BEGIN Passage provided

Game of 'Somes: Protein Destruction for Mycobacterium tuberculosis Pathogenesis

Abstract

The proteasome system of Mycobacterium tuberculosis is required for causing disease. Proteasomes are multisubunit chambered proteases and, until recently, were only known to participate in adenosine triphosphate (ATP)-dependent proteolysis in bacteria. In this review, we discuss the latest advances in understanding how both ATP-dependent and ATP-independent proteasome-regulated pathways contribute to M. tuberculosis virulence.

Keywords: Mycobacterium tuberculosis; pathogenesis; proteasome; pupylation.

END Passage provided

To do —
• a. According to the abstract, what kind of proteolysis in bacteria were proteasomes, until recently, the only kind known to take part in?
• b. Please say whether each statement agrees with the abstract, giving yes or no and quoting the words that decide it: (i) The proteasome system of M. tuberculosis is needed for the bacterium to cause disease. (ii) Proteasomes are single-subunit proteases. (iii) The review considers only ATP-dependent pathways.

BEGIN Given data

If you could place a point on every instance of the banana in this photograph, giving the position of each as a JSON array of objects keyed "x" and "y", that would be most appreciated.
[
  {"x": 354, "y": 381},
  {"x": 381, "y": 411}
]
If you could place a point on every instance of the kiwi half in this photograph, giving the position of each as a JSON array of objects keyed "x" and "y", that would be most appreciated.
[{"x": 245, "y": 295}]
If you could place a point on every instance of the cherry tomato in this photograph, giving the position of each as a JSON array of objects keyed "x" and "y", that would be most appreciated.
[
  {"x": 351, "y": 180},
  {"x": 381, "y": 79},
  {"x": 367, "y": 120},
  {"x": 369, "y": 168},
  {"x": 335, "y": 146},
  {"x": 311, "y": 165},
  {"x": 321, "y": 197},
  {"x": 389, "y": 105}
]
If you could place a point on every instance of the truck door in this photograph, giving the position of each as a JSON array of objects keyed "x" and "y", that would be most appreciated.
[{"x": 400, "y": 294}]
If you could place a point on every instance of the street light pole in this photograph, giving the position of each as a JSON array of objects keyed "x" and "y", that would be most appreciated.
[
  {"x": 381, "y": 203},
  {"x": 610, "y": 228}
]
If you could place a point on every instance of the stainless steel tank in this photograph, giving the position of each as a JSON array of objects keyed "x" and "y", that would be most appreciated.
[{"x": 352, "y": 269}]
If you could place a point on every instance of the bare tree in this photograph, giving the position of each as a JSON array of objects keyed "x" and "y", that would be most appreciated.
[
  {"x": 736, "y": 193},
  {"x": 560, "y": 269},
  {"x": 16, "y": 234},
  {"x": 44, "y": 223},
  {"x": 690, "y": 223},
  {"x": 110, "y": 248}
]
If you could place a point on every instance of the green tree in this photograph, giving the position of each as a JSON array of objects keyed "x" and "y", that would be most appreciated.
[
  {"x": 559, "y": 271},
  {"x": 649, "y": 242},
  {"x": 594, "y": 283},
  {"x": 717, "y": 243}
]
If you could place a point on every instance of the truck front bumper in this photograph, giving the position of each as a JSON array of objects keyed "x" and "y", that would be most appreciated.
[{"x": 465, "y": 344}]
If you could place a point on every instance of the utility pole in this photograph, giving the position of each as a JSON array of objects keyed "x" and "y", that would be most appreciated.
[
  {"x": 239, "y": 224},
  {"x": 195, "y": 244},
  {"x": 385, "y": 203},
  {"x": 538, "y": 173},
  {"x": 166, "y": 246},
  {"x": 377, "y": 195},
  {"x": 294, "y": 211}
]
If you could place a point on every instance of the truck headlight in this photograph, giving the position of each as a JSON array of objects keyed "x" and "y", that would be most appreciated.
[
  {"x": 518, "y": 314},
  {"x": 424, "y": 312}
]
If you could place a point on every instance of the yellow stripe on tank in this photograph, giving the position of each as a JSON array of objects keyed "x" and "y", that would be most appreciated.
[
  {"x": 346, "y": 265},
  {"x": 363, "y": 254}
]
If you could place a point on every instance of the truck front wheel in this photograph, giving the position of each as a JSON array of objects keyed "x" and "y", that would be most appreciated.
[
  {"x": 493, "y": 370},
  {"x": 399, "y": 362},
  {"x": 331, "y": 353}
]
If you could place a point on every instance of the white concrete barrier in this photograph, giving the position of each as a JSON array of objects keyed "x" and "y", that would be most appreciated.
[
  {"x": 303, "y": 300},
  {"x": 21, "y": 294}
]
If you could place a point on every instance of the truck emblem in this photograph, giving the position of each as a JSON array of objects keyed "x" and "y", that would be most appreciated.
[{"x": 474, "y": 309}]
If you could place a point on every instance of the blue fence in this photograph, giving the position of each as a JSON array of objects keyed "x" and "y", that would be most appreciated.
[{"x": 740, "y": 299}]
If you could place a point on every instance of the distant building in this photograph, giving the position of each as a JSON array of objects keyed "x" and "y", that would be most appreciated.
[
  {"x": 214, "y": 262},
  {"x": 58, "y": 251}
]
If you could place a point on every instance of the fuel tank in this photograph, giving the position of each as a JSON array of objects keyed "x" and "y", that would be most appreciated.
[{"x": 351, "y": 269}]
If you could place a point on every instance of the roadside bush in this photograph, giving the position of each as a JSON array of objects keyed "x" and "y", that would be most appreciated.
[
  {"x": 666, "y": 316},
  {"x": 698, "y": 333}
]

END Given data

Activity answers —
• a. Adenosine triphosphate (ATP)-dependent proteolysis.

• b.
(i) Yes: "The proteasome system of Mycobacterium tuberculosis is required for causing disease."
(ii) No: "Proteasomes are multisubunit chambered proteases"
(iii) No: "how both ATP-dependent and ATP-independent proteasome-regulated pathways contribute to M. tuberculosis virulence"